Start RECORD SET

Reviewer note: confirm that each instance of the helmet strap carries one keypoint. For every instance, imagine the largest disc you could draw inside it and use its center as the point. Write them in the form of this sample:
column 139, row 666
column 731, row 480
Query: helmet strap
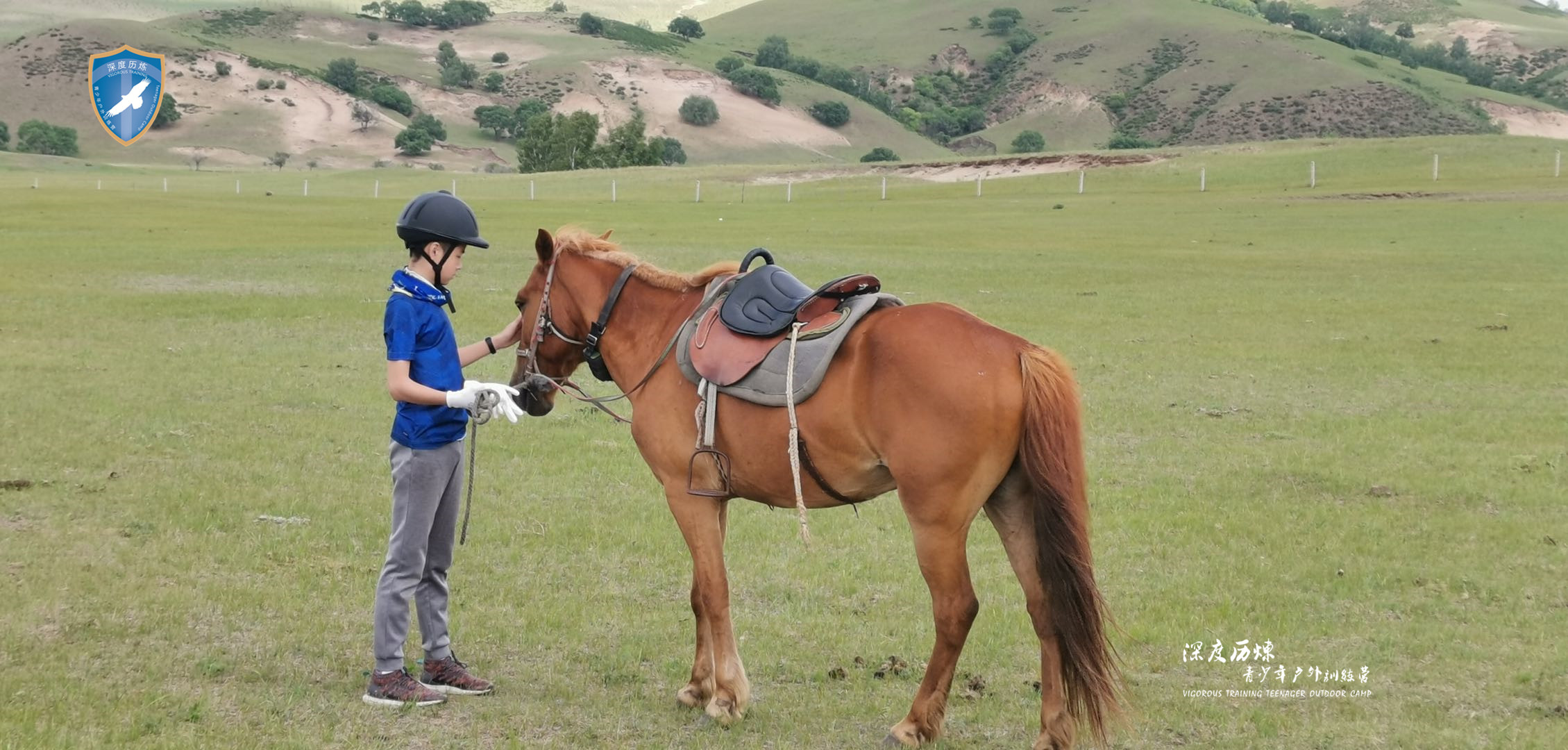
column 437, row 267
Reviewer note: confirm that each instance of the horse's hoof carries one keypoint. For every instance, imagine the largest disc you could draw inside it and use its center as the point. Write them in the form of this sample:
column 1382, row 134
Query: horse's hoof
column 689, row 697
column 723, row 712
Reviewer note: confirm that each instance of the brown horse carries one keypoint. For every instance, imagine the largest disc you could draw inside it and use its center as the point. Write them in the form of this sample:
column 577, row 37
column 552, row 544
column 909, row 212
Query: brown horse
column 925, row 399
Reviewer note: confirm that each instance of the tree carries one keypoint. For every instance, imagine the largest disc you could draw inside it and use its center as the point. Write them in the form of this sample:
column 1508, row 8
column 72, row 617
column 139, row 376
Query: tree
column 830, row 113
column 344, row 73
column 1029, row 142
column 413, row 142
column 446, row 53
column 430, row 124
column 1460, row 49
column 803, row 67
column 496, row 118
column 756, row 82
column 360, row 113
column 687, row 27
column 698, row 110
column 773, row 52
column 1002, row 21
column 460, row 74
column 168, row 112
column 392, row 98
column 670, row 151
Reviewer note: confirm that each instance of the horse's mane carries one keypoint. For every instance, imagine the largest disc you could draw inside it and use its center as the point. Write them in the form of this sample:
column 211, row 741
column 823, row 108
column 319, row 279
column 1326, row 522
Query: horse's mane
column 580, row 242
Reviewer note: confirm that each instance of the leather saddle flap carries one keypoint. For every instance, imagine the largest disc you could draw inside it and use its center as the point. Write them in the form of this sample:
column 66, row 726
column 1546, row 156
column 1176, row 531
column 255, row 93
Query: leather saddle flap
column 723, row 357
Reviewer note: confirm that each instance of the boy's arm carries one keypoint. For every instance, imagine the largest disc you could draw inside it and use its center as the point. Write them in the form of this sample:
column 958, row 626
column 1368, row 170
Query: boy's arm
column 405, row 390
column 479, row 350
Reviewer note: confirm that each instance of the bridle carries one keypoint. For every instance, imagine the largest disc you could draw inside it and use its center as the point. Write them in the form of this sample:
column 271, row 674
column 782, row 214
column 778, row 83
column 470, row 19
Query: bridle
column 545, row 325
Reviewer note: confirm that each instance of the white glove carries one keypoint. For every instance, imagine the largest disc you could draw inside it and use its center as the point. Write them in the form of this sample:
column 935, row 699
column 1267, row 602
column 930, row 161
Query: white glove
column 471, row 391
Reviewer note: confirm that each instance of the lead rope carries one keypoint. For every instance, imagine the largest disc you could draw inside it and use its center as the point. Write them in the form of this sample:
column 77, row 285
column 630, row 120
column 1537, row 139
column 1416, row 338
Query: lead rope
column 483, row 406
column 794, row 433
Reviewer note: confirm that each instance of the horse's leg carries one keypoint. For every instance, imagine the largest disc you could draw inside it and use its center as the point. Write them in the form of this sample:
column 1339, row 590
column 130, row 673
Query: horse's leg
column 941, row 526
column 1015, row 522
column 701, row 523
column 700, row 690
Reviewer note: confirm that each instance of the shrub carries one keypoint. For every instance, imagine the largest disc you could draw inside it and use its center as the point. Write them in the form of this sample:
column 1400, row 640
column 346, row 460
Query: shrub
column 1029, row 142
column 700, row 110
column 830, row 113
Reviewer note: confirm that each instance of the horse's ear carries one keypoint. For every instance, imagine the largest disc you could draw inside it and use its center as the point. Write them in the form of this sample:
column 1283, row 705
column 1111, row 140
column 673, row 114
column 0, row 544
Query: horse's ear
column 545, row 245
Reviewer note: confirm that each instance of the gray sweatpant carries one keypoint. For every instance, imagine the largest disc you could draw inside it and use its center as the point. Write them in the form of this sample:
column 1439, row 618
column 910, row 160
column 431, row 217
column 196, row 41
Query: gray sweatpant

End RECORD SET

*TO DO:* Render every row above as a numbered list, one line per item and no blank lines, and leave the pictures out.

*RESULT FOR THIS TASK:*
1. Reviewer note: confirm that each instance of the helmet strap carries one keypoint. For every instance, imagine the largest disc you could draw inside it and use its center as the point. Write them in the form of this sample:
2. column 139, row 666
3. column 731, row 480
4. Query: helmet strap
5. column 437, row 267
6. Reviewer note: confirm that each instance of the horse's hoof carries one keypoint. For every instance, imagine the largest disc you could draw inside it and use its center as the point. Write them in the form of this sample:
7. column 1382, row 134
8. Query: horse's hoof
9. column 689, row 697
10. column 723, row 712
11. Reviewer note: confirm that each instance of the brown horse carries one keypoint. For every instance, imagine the largest disc you could draw inside it and use its center as the point. Write them in the form of this sample:
12. column 577, row 37
13. column 552, row 544
14. column 909, row 212
15. Query: brown horse
16. column 925, row 399
17. Reviewer note: confirm that each instance of the tree carries one keypoint. For every instance, imagine the largest disc you could draw inside it and use its center as the point. Write them in the form of this sample:
18. column 1508, row 8
19. column 72, row 617
20. column 139, row 376
21. Query: tree
22. column 830, row 113
23. column 344, row 73
24. column 1029, row 142
25. column 413, row 142
26. column 446, row 53
27. column 430, row 124
28. column 1460, row 49
29. column 803, row 67
30. column 496, row 118
31. column 756, row 82
32. column 360, row 113
33. column 687, row 27
34. column 698, row 110
35. column 773, row 52
36. column 1002, row 21
37. column 460, row 74
38. column 168, row 112
39. column 392, row 98
40. column 670, row 151
41. Reviewer note: confirm that each instance of the horse's mane carries one keypoint. For every instance, imagine the largest disc you could draw inside it and use its center as the point. Write them in the form of this sample:
42. column 211, row 741
43. column 823, row 108
44. column 319, row 279
45. column 1326, row 522
46. Query: horse's mane
47. column 580, row 242
48. Reviewer note: confirm that each instance of the leather saddle flap carries one keypoint. For every instance, imagine the largest disc you could draw inside it and use its center as the point. Write them in the form of this sample:
49. column 66, row 726
50. column 1546, row 156
51. column 1176, row 531
52. column 255, row 93
53. Query: leather saddle flap
54. column 723, row 357
55. Reviewer note: confirm that each instance of the boy's arm carries one keypoint. For every instance, imagine the largest disc you could draw inside it and use its center as the point. Write them in the form of this sample:
56. column 958, row 626
57. column 1368, row 170
58. Query: boy's arm
59. column 405, row 390
60. column 479, row 350
61. Reviewer note: confirm that each instance of the bridle carries one keypoint. For every instance, imagine the largest disc you could draw inside it and use its center as the point. Write them in the form of this sample:
62. column 271, row 674
63. column 782, row 214
64. column 778, row 83
65. column 470, row 19
66. Query: bridle
67. column 545, row 325
68. Reviewer note: confirm that each instance of the white glove carries one keypoint. For every instance, imagine the largest disc you could draw inside it and use its center as the point. Write them in the form of this sample:
69. column 935, row 699
70. column 1267, row 602
71. column 930, row 161
72. Query: white glove
73. column 471, row 391
74. Reviewer note: confirm that each instance of the lead rope carries one keypoint. For every instance, imagine the largest disc you could draw inside it and use its center as the point. Write them in the form of this sample:
75. column 77, row 285
76. column 630, row 120
77. column 1537, row 139
78. column 1416, row 338
79. Query: lead rope
80. column 483, row 406
81. column 794, row 433
82. Reviewer note: confirm that each instance of the horse's leg carries one keypoint. For every instance, imagine the largest disc you could draw inside it and use its center as the point. Write them in the form of this sample:
83. column 1339, row 590
84. column 130, row 673
85. Query: horse's leg
86. column 941, row 526
87. column 1015, row 522
88. column 701, row 523
89. column 700, row 690
90. Reviewer note: confirm that each instance of the shrub carries one keypoint. For every instance, imagine the largest disc you could draw inside it and use its center as the point. Write them in the form of this sample:
91. column 1400, row 640
92. column 346, row 460
93. Query: shrub
94. column 1029, row 142
95. column 700, row 110
96. column 830, row 113
97. Reviewer note: confirm that each instance of the horse's ear carries one keypoint. For every instance, imagine the largest disc you could draw inside it and use its center as the point. Write them in the form of this sample:
98. column 1283, row 705
99. column 1111, row 140
100. column 673, row 114
101. column 0, row 544
102. Query: horse's ear
103. column 545, row 245
104. Reviewer note: confirm that each instance of the gray sweatpant carries one keypoint. For every instance, imagine the largest disc you could draw inside it and use its center as the point. Write them in the form of this sample:
105. column 1439, row 618
106. column 910, row 160
107. column 431, row 217
108. column 196, row 41
109. Query: gray sweatpant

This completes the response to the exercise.